Location on the Chromosome

Our models indicate that regions of the human genome located in the proximity of telomeres contain more Charlie elements and ex vivo SB integrations at both large and small genomic scales. We also detected a weak negative effect of the distance to centromere for Charlie at the 1-Mb scale. To the best of our knowledge, this is the first report of chromosomal position bias for human DNA transposons, although positional preference was well documented in Dictyostelium discoideum (20% of total centromere length) (Glockner and Heidel 2009).

Hua-Van et al. (2011) proposed that subtelomeric and peri-centromeric regions are enriched in TEs in a great variety of species, potentially due to relaxed selection on these regions. Some examples include the telomeres of chromosome 3 (500 Mb) and 4 (400 Mb) from the short-tailed opossum that are almost completely comprised of ERV and LTR sequences (Gentles et al. 2007). A contrasting case is evidenced by Drosophila, where telomeric retrotransposons have taken over the function of telomere maintenance (Villasante et al. 2007). A more recent example of specialized chromosomal localization in the primate lineage is represented by the LAVA element that has expanded (600–1,200 copies) in the centromere of the hoolock gibbon (Carbone et al. 2012). Therefore, TEs may occupy certain portions of the chromosome due to selection and may influence chromosome structure.

LINEs and SINEs

We found that most human and bat DNA transposons are located in regions with high numbers of LINEs and SINEs (piggyBat elements were positively associated only with SINEs, and Helitrons with LINEs but not with SINEs). These effects were mostly consistent at large and small genomic scales. For the vast majority of human DNA transposons, the integration explosion happened before the expansion of LINE and SINE elements (Batzer and Deininger 2002; Pace and Feschotte 2007; Cordaux and Batzer 2009), therefore the effects captured in our models reflect mostly co-localization and not causation of integration. Unfortunately the bat genome lacks extensive annotation and dating of retrotransposons, preventing us from drawing sensible age-related interpretations. Nevertheless, for a few endogenous elements and ex vivo data in human (i.e., the SB integrations) and for the younger elements we consider in the bat, our models may be detecting different mechanisms in action. One could be the mechanism of nested integrations—an important aspect of TE biology (Levy et al. 2010). Gao et al. (2012) observed that DNA transposons tend to be the preferred insertion sites for other TEs, except for Helitrons, which experience fewer nesting events and nested less into other TEs. Yang and Bennetzen (2009), on the other hand, observed that Helitrons have a preference to integrate within themselves. An investigation of human TEs by Levy et al. (2010) indicated that L1s suffer the most integrations into themselves, and that AluSxs integrate preferentially in DNA transposons of the Charlie family. Gentles et al. (2007) found that genome regions hosting nested integrations may be protected from deletion, with further integrations seldomly removed or selected against. These regions may also be “safe havens” where TE integrations do not damage the host genome (Levin and Moran 2011).

•••••

**WHAT YOU SHOULD DO**
From the excerpt on DNA transposon placement in the genome, return the passage word for word, beginning at the words "Our models indicate" and stopping after "and Heidel 2009).".

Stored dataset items
•••••

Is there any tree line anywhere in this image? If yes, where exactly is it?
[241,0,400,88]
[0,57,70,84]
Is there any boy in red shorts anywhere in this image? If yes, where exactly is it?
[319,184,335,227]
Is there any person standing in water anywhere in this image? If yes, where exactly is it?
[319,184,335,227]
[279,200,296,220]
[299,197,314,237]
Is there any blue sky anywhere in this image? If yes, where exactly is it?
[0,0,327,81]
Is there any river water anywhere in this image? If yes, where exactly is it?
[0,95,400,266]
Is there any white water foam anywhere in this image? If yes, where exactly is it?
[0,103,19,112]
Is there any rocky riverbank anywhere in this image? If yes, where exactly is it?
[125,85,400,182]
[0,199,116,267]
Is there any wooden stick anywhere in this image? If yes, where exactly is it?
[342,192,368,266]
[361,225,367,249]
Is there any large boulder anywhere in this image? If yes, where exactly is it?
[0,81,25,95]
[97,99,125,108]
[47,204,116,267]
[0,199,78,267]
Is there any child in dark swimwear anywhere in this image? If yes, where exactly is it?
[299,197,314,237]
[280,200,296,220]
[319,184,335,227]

•••••

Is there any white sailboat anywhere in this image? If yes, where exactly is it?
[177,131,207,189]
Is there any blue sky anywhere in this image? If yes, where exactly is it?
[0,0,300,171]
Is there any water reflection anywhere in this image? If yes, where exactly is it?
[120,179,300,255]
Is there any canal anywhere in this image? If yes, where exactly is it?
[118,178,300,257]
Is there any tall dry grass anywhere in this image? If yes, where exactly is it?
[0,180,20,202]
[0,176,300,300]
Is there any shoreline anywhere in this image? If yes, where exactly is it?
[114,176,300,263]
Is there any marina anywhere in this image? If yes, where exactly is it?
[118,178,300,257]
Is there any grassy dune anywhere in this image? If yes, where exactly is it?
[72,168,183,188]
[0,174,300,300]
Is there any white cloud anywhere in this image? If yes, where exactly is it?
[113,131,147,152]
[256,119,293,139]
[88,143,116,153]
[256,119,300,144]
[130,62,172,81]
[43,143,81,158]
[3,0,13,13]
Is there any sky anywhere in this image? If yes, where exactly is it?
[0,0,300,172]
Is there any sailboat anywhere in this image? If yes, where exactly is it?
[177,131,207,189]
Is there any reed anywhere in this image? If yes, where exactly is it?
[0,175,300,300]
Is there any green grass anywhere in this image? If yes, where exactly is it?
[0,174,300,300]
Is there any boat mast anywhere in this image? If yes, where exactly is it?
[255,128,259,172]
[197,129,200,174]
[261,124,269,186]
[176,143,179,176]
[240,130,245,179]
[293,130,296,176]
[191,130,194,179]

•••••

**ANSWER AREA**
Our models indicate that regions of the human genome located in the proximity of telomeres contain more Charlie elements and ex vivo SB integrations at both large and small genomic scales. We also detected a weak negative effect of the distance to centromere for Charlie at the 1-Mb scale. To the best of our knowledge, this is the first report of chromosomal position bias for human DNA transposons, although positional preference was well documented in Dictyostelium discoideum (20% of total centromere length) (Glockner and Heidel 2009).